──────── Extract
We developed that idea into her relationship with Sherlock, into enlisting Tewkesbury’s (Louis Partridge) help, and of course, the major story that runs through it all: Her joining together with a group of working-class girls to fight corruption and further the cause of union and sisterhood.

How did Millie Bobby Brown’s portrayal of Enola evolve over time? Was there a point where the role leaned heavier into comedy or drama or such and it took some refining to get to what we see in the films? She embodies the character so well.

Having worked in TV, you know from your first series what you’ve learned and what you want to take forward. And so we saw what we had in the first film: this incredible actor that could teeter between the comedy and the drama and the tragedy. That balance is my stock-in-trade. It’s what I love to do, because I think that’s what life is. Billy Wilder said comedy and tragedy is life, and that’s exactly it.

So we were working with that, but we were listening to the way she worked and what she was bringing forward, and we realized very early on that this was a girl who was growing up in a hurry. We wanted to bring a bit of that in and grow up with her over that film, which was shot two years [after the first film] when she’s almost at her 18th birthday.

So we worked with what Millie had and what she was excited to do more of. We knew we wanted to do more with Sherlock. We knew the audience was desperate to see her and him solving a crime together. And of course, they wanted to see Enola and Tewkesbury develop their romance. So that was the progression.

Millie Bobby Brown peeks through a door while being filmed in a behind-the-scenes photo from Enola Holmes 2.
Netflix

Both films have a wonderful way of working with the audience to add a bit more emotion to moments when Enola gives the camera a look for just a second that conveys how she’s feeling. How did you get the tone right for those moments when she breaks the fourth wall?

That’s very kind of you to say. We experiment with it. Often, I would give a free take at the end of a scene, and in that case, [Brown] may throw a look in or not. We ration it, too. There are times when there is no time for levity. It’s too serious for her to give a look to the camera, or she’s doing things she’s slightly embarrassed about — like when she’s dancing with Tewkesbury.

He’s teaching her to dance and she’s falling in love with him, and she catches us there and she’s like, “No. Go away.” At that point, she’s saying, “Don’t look at me. Leave me alone. This is awkward.”

So it can be expressing awkwardness. It can be expressing complicity. It can be a wink. Or when she says, “Perhaps I should write that down,” after Sherlock gives her a piece of rather shocking advice, what else is there to say?

Henry Cavill’s Sherlock gets quite a bit more development in the sequel. What is it that Henry brings to the role that helps make it unique and special to this franchise?
────────────────
──────── Supplied entries
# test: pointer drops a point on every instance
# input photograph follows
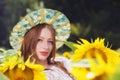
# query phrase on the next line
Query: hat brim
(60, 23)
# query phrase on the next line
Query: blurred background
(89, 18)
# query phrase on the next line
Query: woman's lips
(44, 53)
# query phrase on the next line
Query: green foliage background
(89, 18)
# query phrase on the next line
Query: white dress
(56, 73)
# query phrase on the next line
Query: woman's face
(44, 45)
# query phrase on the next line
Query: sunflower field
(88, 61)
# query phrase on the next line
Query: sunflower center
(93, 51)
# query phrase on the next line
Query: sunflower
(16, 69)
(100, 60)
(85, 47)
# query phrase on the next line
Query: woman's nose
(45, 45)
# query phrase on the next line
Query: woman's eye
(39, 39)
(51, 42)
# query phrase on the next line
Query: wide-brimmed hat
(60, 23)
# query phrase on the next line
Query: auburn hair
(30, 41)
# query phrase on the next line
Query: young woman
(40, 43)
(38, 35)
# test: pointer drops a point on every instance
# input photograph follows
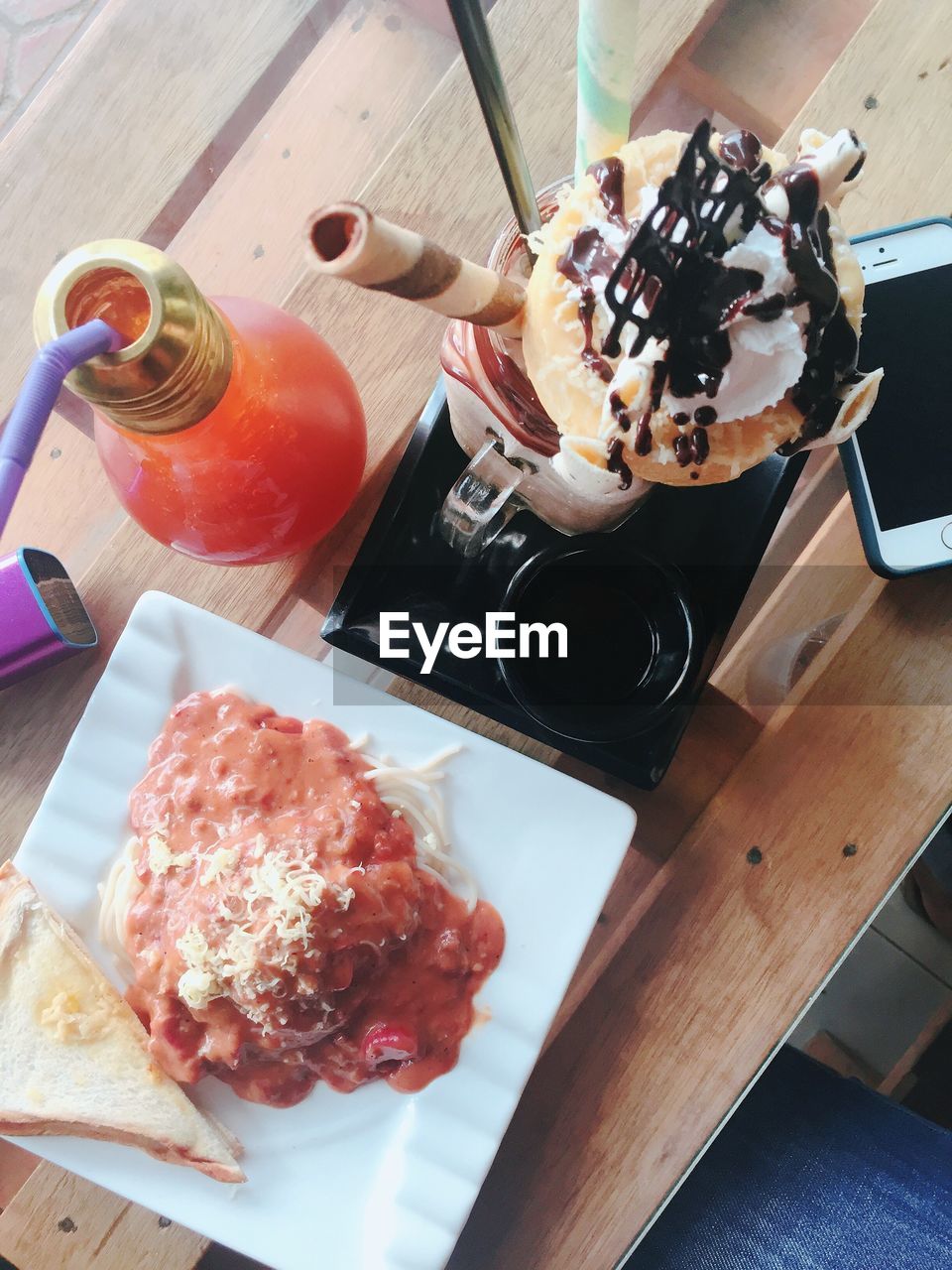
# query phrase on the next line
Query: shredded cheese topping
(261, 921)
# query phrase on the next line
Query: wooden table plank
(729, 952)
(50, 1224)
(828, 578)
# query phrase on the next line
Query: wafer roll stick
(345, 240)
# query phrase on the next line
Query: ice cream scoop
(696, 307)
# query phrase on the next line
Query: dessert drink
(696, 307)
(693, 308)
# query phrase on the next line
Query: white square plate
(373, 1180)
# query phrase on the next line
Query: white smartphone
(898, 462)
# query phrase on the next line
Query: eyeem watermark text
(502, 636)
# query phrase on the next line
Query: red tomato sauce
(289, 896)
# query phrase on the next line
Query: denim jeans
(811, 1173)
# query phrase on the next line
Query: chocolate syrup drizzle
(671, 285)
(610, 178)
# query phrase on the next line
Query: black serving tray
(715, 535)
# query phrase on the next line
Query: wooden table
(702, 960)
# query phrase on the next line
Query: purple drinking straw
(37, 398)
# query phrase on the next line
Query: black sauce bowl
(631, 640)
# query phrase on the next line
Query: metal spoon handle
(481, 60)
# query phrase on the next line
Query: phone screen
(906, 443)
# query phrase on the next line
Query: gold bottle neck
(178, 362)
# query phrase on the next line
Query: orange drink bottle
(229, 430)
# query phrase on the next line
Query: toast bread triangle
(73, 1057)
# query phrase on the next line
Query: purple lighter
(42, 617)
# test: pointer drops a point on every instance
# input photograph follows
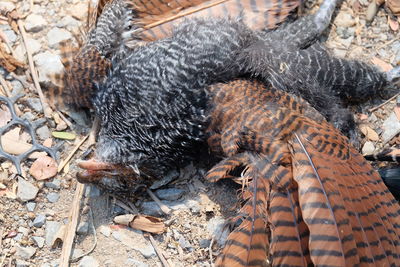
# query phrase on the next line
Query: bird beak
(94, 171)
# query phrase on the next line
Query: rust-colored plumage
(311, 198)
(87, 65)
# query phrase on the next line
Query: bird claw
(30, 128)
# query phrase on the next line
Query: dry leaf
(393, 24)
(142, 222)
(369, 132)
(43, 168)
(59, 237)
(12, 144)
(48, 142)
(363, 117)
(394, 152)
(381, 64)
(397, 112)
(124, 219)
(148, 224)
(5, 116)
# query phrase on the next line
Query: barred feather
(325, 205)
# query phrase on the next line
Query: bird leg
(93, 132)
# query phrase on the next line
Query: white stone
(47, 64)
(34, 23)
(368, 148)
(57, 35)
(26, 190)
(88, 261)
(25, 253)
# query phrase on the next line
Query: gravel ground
────────────────
**What you will do**.
[a] In the Enola Holmes interview, who is quoted as saying that comedy and tragedy is life?
[b] Go on with the Enola Holmes interview from where it stops.

**Task-by-task outputs**.
[a] Billy Wilder.

[b]
I think he’s got a real emotional connection to the character. He understands Sherlock’s loneliness, which is not just because Sherlock lives alone and his family is dysfunctional, but also because his brain works at such a rate that it’s hard for him to relate and do small talk and get on with people. That’s why sometimes he has to release his tensions and his worries by going to the bar and having a drink and getting into a fight. That’s the way he can relax.

His emotional difficulties are something Henry related to, connected with, and felt he could bring forward. And as a member of a very close family, [Cavill] also understands how brotherhood works. I felt right from the first time we met that he would bring something warm and interesting to the relationship with Enola.

Henry Cavill reclines as Sherlock Holmes in a scene from Enola Holmes 2.
Image used with permission by copyright holder

Without revealing any spoilers, is there an element of the film you’re particularly proud of?

The thing I really loved was the message of the film: The importance of listening to and working with others, [and] the idea of cooperation, which is something very close to my heart as a collaborative person in art and in life. I think we can be too caught up in our own egos and lost in our own smartphones, and we need to connect. It’s that element of the film — the idea of union, of setting aside our ego for the moment and our pride and being open to connection with others — that ultimately leads in the films to its actual triumph.

The final climax requires that cooperation [and] the setting aside of ego for the common good. That message, inside a piece of entertainment, was always my ambition. I’m proud that I think it works. I think we managed to pull that off.

The film sets up another installment really well. Has there been discussion of where things will go in future films or how many films it would ideally take to complete Enola’s story?

Well, we only go one film at a time, like we did with the first. But of course, we’ve talked about the future possibilities and the directions they could go in. I’m glad you can see that possibility on the horizon.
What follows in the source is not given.